__TEXTO DA PÁGINA__.
------------------------------------------------
Memórias inventadas em um lugar de risco
“É algo como reconhecer-se em uma
lembrança alheia.
Tentar lembrar e não saber ao certo
do quê.
E é também inventar o que poderia
ter sido.”
Costura
O
percurso desse ensaio se realiza no intuito de revelar aspectos de
uma poética de trabalho, uma tentativa de costurar a realidade e a
ficção em um mesmo bordado, costurar segredos e memórias em um
lugar de risco.
O
trajeto de risco com os vocacionados se inicia a partir da
necessidade de revelar as próprias experiências, descobrir a
potência artísticas de suas histórias e memórias, brincar com os
segredos inventados dentro de um mundo tão real.
“Costuramos
nossas memórias em um lugar de risco,
para
revelar nossos corpos,
que
estão a procura de um lugar para voar.”
E
para voar, vasculhamos nossas caixas, nossos vazios, objetos e
segredos, para recriar novas possibilidades de habitar esse lugar que
chamamos de realidade e assim criar uma poética de si.
------------------------------------------------
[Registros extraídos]
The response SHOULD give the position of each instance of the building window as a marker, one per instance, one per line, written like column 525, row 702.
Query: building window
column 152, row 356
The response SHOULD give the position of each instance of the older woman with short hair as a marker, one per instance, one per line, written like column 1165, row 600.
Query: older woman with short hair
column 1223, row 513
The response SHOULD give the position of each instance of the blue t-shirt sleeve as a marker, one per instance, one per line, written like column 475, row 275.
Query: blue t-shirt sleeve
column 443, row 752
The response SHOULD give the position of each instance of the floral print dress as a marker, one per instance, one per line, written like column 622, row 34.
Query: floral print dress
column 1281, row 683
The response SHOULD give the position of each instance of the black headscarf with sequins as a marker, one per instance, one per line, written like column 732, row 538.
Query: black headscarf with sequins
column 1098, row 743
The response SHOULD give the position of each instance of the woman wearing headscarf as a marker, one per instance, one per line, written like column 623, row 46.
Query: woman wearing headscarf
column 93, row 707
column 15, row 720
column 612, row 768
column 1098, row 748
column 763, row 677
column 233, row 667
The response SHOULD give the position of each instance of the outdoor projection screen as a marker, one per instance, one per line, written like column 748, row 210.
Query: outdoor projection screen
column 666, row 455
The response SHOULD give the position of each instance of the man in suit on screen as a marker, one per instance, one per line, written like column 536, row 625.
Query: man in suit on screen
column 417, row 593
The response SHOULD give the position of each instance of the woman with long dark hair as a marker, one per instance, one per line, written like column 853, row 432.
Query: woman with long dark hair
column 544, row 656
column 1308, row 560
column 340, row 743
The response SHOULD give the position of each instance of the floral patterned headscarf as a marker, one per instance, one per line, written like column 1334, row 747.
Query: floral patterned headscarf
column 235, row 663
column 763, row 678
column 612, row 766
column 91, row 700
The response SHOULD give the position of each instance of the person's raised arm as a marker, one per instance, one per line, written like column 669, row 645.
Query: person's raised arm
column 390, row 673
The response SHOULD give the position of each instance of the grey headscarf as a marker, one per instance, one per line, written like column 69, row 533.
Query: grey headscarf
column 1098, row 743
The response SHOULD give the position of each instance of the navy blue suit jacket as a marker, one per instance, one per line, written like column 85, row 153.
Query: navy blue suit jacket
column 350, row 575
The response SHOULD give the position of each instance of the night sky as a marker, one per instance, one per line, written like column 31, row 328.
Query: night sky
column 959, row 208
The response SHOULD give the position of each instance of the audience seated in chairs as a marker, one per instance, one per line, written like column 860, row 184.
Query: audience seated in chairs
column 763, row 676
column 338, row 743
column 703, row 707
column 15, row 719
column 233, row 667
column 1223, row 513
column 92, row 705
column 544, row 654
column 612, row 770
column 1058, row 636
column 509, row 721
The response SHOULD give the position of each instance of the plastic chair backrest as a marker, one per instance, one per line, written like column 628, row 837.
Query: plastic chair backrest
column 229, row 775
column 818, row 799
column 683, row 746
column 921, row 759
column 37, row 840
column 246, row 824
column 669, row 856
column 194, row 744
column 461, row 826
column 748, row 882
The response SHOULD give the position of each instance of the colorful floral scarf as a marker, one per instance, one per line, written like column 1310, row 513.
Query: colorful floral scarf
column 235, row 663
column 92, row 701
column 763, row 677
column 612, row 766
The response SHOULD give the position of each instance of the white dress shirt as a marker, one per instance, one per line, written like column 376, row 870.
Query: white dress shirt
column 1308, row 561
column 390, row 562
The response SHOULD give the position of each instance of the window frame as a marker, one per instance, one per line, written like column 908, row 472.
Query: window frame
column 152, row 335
------------------------------------------------
__O QUE SE PEDE__.
Devolva o trecho do ensaio sobre memórias inventadas entre "Tentar lembrar e" e "lugar de risco.", inclusive, copiado sem nenhuma alteração. Baseie-se somente no ensaio sobre memórias inventadas.

__RESPOSTA__.
Tentar lembrar e não saber ao certo
do quê.
E é também inventar o que poderia
ter sido.”
Costura
O
percurso desse ensaio se realiza no intuito de revelar aspectos de
uma poética de trabalho, uma tentativa de costurar a realidade e a
ficção em um mesmo bordado, costurar segredos e memórias em um
lugar de risco.